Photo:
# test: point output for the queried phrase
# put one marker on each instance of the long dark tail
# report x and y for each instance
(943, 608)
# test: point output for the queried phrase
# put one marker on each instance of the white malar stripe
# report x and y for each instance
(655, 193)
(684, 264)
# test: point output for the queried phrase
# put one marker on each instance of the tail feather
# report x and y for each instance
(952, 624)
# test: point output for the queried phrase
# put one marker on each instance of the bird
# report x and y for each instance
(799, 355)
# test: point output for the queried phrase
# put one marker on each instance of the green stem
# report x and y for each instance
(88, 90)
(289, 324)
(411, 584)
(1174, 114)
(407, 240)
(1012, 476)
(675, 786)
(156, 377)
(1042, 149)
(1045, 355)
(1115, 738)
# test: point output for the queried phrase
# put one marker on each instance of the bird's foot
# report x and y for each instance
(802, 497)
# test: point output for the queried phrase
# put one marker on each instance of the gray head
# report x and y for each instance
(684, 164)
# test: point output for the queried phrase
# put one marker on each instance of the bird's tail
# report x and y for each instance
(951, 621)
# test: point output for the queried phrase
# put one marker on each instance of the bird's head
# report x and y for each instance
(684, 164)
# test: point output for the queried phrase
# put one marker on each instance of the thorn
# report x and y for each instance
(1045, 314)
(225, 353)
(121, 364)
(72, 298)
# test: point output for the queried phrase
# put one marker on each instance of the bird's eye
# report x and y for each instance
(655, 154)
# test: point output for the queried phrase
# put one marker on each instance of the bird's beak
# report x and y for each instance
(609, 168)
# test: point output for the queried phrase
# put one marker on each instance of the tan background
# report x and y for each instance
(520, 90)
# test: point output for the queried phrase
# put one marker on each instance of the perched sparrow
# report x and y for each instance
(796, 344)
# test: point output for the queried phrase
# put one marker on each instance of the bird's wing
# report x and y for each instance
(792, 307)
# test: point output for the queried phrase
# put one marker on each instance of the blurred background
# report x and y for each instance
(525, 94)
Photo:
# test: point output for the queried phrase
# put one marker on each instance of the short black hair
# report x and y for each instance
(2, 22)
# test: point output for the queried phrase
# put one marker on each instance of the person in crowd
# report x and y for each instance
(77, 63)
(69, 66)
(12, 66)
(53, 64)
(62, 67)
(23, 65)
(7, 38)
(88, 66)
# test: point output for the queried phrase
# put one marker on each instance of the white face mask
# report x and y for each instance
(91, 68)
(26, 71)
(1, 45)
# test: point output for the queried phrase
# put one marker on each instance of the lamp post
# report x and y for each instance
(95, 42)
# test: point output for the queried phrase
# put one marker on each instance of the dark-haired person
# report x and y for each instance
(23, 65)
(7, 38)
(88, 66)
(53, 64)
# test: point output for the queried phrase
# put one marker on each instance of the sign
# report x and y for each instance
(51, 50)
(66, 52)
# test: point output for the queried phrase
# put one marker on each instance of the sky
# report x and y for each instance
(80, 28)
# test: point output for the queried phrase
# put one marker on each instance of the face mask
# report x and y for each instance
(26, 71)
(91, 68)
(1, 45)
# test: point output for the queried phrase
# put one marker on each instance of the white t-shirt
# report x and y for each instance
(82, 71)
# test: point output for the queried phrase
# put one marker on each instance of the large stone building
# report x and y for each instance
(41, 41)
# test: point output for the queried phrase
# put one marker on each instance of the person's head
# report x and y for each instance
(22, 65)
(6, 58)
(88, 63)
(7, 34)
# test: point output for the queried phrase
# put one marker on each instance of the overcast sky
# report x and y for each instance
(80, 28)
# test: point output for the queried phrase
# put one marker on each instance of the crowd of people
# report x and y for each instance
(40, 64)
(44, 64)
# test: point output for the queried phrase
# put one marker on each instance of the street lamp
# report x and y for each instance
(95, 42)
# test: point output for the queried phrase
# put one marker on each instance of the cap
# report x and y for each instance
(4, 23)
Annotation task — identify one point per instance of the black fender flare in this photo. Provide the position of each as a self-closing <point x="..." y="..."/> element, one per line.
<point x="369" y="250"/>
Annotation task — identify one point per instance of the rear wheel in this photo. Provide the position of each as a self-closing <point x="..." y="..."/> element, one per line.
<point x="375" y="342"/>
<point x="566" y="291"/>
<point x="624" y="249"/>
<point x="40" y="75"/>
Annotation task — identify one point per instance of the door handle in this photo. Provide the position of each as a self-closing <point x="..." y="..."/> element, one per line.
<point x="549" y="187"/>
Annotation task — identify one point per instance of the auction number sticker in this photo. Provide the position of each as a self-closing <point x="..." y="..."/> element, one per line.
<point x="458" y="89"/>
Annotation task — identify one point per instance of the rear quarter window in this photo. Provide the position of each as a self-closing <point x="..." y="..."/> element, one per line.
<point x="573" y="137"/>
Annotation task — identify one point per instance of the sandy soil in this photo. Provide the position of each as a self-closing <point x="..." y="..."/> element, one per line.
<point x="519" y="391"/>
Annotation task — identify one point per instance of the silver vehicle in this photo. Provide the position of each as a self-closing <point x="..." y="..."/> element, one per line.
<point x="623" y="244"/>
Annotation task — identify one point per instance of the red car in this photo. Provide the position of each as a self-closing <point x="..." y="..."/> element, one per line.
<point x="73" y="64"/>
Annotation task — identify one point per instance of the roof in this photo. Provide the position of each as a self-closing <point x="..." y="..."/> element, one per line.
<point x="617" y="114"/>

------

# Given task
Rewrite all of the records with "queried phrase" changed to "queried label" wherever it occurs, leaving every other word as it is.

# Result of this exercise
Photo:
# test: point output for the queried label
# put one marker on each instance of the long dark tail
# report x and y for each instance
(943, 608)
# test: point output for the queried label
# put one marker on each instance of the white malar stripe
# report x and y for each instance
(655, 193)
(684, 264)
# test: point output for the queried label
# put one marker on each instance of the tail feather
# report x and y for each instance
(952, 624)
# test: point output for the queried label
# put one marker on each instance of the bird
# report x and y for each instance
(799, 355)
# test: point output for the queried label
# put one marker on each instance of the green stem
# report x and y for each instance
(88, 90)
(289, 324)
(411, 584)
(1174, 114)
(407, 240)
(1012, 476)
(675, 786)
(156, 377)
(1042, 149)
(1045, 355)
(1115, 738)
# test: point output for the queried label
# put one marker on each instance of the bird's foot
# report x and y for each instance
(802, 497)
# test: point output for the queried label
# put one marker on each instance of the gray head
# report x and y for each instance
(684, 164)
# test: point output for the queried label
# put one marker on each instance of the bird's tail
# report x and y for each instance
(951, 621)
# test: point output for the queried label
# put one marker on each instance of the bird's head
# report x and y for each instance
(684, 164)
# test: point output for the queried label
# put one marker on each instance of the thorn
# report x and y for each instance
(1045, 314)
(225, 353)
(121, 364)
(72, 298)
# test: point output for the queried label
# put one marker on each instance of the bird's eye
# report x and y for each instance
(655, 154)
# test: point output for the queried label
# put one marker on each instance of the bird's beak
# report x and y for each instance
(609, 168)
# test: point output for the queried label
# put one marker on each instance of the tan background
# report x and y for each instance
(520, 90)
# test: point output for the queried label
# put one marker on each instance of the perched sparrow
# report x and y for each instance
(796, 344)
# test: point output for the queried label
# put one marker on each instance of the bird's wing
# report x and y for each instance
(792, 307)
# test: point output for the queried label
# put one marker on each instance of the blurred background
# report x and y for each instance
(525, 94)
Photo:
# test: point output for the queried label
# put one marker on each instance of the short black hair
# report x and y for each instance
(2, 22)
# test: point output for the queried label
# put one marker on each instance of the person in crowd
# report x and y for each instance
(77, 63)
(69, 66)
(12, 66)
(53, 64)
(62, 67)
(23, 65)
(7, 38)
(88, 66)
# test: point output for the queried label
# put one marker on each instance of the white face mask
# report x and y for each instance
(91, 68)
(26, 71)
(1, 45)
# test: point output for the queried label
# put one marker on each instance of the lamp post
# report x and y for each instance
(95, 42)
# test: point output for the queried label
# put one marker on each instance of the dark-haired person
# report x and y for each instance
(23, 65)
(7, 38)
(88, 66)
(53, 64)
# test: point output for the queried label
# put one marker on each instance of the sign
# report x and y for each instance
(51, 50)
(66, 52)
# test: point output for the queried label
# put one marker on each instance of the sky
# report x and y for each instance
(80, 28)
# test: point output for the queried label
# put one marker on each instance of the face mask
# report x and y for each instance
(26, 71)
(91, 68)
(1, 45)
# test: point output for the queried label
# put one marker on each instance of the white t-shirt
# report x and y for each instance
(82, 71)
# test: point output for the queried label
# put one marker on each instance of the large stone building
# report x and y for each instance
(41, 41)
# test: point output for the queried label
# put one marker on each instance of the person's head
# report x and y for each instance
(22, 65)
(6, 58)
(88, 63)
(7, 34)
# test: point output for the queried label
# put one marker on each instance of the overcast sky
# report x and y for each instance
(80, 28)
# test: point output for the queried label
# put one marker on each instance of the crowd of people
# report x and y for each instance
(40, 64)
(44, 64)
# test: point output for the queried label
# put one marker on each instance of the street lamp
# report x and y for each instance
(95, 42)
# test: point output for the queried label
# put one marker on each instance of the cap
# report x and y for each instance
(4, 23)
Annotation task — identify one point per instance of the black fender flare in this photo. Provide the position of each as a self-closing <point x="..." y="..."/> element, one per line.
<point x="369" y="250"/>
Annotation task — identify one point per instance of the rear wheel in this photo. Provide the position of each as a self-closing <point x="..." y="..."/> element, one per line.
<point x="375" y="342"/>
<point x="566" y="291"/>
<point x="624" y="249"/>
<point x="40" y="75"/>
Annotation task — identify one point per instance of the door handle in this photo. Provide the position of each as a self-closing <point x="..." y="..."/> element, one per line.
<point x="549" y="187"/>
Annotation task — identify one point per instance of the auction number sticker in this photo. Provide the position of each as a self-closing <point x="..." y="..."/> element, one per line.
<point x="458" y="89"/>
Annotation task — identify one point per instance of the rear quarter window in this photo. Provide the position of each as a self-closing <point x="..." y="..."/> element, one per line.
<point x="573" y="137"/>
Annotation task — identify one point per instance of the sandy soil in this photo. Provide the position of each as a self-closing <point x="..." y="..."/> element, one per line.
<point x="519" y="391"/>
Annotation task — identify one point per instance of the silver vehicle in this photo. Provide the position of each as a self-closing <point x="..." y="..."/> element, one per line.
<point x="623" y="244"/>
Annotation task — identify one point per instance of the red car in this photo. Provide the position of each as a self-closing <point x="..." y="..."/> element, one per line.
<point x="73" y="64"/>
Annotation task — identify one point per instance of the roof in this photo. Provide the position of each as a self-closing <point x="..." y="..."/> element, one per line.
<point x="617" y="114"/>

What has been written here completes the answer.